- Data shown -
--
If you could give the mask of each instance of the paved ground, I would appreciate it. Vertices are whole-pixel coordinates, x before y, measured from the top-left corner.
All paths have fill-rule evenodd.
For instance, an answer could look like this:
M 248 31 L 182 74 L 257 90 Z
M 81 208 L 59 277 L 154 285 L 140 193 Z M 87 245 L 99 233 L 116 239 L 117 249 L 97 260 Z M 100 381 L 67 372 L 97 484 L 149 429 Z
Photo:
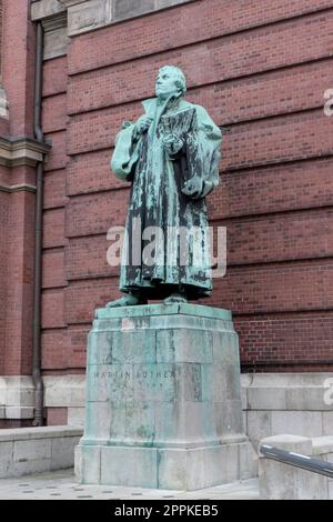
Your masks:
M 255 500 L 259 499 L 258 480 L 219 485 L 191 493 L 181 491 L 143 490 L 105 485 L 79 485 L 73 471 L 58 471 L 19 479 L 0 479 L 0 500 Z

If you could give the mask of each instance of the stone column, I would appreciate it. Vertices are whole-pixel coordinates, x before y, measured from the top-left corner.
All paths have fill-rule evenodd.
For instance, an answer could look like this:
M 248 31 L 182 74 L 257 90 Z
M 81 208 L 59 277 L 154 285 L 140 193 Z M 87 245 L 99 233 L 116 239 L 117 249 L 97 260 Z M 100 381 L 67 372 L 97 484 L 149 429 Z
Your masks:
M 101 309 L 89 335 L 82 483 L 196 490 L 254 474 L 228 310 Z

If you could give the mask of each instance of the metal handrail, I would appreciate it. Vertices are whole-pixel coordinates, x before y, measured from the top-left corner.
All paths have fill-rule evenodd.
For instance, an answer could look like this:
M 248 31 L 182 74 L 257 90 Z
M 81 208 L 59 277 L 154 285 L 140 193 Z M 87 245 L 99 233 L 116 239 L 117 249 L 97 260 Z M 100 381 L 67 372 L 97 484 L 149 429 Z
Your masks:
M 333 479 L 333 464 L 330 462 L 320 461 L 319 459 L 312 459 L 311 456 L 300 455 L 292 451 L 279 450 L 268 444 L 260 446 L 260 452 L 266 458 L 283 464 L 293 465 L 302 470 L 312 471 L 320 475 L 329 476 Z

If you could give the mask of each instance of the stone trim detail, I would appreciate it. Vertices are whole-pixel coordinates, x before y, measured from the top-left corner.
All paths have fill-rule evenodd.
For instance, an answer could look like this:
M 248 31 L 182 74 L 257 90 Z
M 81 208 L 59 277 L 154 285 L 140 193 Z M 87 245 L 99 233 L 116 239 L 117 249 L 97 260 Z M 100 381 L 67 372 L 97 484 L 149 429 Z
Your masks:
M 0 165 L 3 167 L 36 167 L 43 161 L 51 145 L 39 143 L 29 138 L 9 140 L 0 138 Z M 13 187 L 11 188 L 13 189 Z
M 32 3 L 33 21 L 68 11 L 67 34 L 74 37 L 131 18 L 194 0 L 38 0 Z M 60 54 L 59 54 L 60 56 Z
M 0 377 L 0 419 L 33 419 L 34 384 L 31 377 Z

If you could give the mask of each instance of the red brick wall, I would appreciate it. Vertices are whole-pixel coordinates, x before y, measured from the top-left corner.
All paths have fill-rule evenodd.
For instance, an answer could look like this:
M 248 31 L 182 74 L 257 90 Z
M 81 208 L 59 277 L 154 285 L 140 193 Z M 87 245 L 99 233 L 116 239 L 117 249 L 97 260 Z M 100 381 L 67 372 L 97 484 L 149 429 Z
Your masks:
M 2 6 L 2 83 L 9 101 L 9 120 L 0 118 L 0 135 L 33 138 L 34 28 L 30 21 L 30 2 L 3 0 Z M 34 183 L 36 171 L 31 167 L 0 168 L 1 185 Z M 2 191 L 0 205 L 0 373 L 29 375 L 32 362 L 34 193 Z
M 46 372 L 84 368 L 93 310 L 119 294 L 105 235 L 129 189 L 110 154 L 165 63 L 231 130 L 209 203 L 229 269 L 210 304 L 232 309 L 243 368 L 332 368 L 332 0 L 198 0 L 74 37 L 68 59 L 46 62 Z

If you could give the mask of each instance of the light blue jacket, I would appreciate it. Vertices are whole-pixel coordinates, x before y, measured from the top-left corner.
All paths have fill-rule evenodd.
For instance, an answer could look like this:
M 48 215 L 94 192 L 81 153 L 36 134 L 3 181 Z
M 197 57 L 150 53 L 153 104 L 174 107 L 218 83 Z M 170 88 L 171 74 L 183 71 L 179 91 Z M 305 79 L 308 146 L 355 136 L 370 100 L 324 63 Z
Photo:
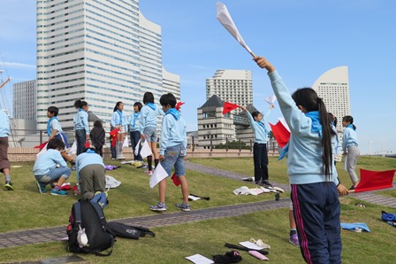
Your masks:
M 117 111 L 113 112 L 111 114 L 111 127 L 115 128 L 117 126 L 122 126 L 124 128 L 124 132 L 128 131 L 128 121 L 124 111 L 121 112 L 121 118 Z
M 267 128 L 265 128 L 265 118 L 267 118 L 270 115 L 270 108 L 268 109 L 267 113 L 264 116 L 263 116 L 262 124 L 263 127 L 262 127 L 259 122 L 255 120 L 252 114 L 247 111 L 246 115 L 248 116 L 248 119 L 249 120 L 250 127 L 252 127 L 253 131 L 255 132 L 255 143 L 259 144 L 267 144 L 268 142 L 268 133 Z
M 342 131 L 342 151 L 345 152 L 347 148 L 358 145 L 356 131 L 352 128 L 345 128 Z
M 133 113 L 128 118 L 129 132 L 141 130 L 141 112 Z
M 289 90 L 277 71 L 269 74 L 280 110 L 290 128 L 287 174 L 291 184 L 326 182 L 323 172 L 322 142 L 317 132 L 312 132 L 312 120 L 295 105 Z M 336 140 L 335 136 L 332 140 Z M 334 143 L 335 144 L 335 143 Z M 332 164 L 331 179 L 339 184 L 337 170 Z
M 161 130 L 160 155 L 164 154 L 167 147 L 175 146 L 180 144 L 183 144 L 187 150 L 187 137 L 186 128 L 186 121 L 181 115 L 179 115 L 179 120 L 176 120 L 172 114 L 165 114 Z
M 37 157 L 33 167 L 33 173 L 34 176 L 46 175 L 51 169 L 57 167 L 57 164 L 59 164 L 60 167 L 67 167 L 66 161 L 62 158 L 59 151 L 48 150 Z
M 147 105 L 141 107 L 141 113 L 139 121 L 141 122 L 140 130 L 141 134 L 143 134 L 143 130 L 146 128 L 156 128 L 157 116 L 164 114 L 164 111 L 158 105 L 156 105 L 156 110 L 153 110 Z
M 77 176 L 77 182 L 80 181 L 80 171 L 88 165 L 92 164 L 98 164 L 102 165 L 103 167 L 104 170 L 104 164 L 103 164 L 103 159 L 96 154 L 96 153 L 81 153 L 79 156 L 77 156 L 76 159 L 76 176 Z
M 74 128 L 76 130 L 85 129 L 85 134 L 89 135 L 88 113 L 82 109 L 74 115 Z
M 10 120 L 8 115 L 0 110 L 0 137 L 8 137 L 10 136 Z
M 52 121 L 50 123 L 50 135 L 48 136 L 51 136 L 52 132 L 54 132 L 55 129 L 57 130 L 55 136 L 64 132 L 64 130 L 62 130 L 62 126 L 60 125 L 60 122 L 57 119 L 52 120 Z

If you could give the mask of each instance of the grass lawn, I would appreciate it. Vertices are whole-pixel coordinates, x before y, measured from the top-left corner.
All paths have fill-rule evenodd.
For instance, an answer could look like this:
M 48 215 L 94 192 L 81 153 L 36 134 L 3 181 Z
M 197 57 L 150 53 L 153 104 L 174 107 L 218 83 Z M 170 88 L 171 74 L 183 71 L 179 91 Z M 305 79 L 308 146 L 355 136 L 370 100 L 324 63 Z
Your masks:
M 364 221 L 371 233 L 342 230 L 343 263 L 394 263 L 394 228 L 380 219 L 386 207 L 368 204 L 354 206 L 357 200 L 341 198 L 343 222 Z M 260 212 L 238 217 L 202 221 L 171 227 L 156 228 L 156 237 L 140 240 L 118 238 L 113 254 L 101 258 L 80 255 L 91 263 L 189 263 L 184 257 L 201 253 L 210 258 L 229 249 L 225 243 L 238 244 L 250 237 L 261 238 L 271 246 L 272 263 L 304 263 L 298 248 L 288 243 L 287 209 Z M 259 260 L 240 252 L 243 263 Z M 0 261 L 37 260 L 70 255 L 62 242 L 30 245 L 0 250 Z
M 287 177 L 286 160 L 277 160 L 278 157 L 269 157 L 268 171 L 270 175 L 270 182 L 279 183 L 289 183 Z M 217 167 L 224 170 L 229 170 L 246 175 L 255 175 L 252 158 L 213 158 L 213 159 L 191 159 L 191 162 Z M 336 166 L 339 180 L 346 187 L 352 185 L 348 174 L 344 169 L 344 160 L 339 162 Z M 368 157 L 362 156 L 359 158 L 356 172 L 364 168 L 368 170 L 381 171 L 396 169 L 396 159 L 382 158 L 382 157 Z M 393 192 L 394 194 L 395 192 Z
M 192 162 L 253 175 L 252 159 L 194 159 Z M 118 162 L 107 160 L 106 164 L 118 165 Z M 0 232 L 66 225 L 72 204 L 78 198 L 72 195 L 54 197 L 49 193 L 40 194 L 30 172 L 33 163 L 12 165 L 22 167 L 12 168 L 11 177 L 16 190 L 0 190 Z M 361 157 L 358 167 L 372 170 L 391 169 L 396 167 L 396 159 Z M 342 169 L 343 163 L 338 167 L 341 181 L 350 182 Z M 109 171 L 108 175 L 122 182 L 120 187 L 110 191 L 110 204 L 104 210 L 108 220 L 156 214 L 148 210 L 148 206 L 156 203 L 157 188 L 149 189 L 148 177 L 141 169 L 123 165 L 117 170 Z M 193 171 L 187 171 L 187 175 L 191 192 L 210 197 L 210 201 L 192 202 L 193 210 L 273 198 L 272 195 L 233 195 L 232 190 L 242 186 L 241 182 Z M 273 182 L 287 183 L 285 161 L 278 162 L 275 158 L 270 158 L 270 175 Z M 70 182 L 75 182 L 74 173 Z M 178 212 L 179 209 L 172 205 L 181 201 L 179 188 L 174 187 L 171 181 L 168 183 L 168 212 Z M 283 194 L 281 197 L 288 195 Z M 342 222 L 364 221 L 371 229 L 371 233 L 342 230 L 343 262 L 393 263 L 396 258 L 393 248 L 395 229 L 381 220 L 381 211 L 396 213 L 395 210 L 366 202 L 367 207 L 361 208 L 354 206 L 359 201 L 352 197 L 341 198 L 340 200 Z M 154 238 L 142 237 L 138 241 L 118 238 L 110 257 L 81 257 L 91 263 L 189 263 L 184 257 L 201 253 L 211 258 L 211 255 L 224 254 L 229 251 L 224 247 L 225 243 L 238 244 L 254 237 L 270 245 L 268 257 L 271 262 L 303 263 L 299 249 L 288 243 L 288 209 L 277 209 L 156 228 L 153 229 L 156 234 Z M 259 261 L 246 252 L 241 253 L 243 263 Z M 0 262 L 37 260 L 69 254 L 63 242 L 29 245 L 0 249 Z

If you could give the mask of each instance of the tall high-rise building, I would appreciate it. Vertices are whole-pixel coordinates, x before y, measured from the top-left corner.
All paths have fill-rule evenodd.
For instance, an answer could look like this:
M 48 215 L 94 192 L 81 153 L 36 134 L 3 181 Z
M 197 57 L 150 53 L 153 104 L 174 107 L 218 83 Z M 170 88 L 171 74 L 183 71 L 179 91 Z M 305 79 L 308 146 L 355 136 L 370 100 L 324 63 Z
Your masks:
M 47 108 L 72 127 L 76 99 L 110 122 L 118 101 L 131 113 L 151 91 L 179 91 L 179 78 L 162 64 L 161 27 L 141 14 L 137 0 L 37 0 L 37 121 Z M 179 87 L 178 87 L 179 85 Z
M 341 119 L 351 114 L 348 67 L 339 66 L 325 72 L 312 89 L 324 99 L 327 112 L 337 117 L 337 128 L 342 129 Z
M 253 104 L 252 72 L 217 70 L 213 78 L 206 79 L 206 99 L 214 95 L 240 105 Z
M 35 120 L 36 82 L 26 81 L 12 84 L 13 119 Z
--
- Task prompt -
Starting at the beginning of the items and ending at the line that contains "M 255 500 L", rewrite those lines with "paved ground" changed to "paved walkway" and everything else left as it is. Don't include the picture in your answer.

- Answer to this task -
If you could give the mask of each instance of the paved walkway, I would appreciate it. Vertices are whole-pixel coordinates, x before y, measured from the top-left corner.
All paths have fill-rule evenodd.
For instance, an answer could look like this:
M 248 31 L 182 74 L 257 90 Z
M 81 208 L 59 277 L 154 285 L 140 193 Z M 87 245 L 99 233 L 116 239 L 117 249 L 97 260 Z M 100 381 L 67 372 L 97 484 L 149 429 Z
Photo:
Your masks:
M 255 500 L 259 499 L 258 480 L 219 485 L 191 493 L 181 491 L 143 490 L 105 485 L 79 485 L 73 471 L 58 471 L 19 479 L 0 479 L 0 500 Z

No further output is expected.